* Assignment
Could you write out each of the records below exactly?

* Material provided
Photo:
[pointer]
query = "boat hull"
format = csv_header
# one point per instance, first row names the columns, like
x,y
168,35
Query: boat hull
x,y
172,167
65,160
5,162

* Answer to this problem
Photo:
[pointer]
query = "boat hull"
format = csv_header
# one point per instance, first row names the columns, like
x,y
168,35
Query: boat hull
x,y
172,167
65,160
5,162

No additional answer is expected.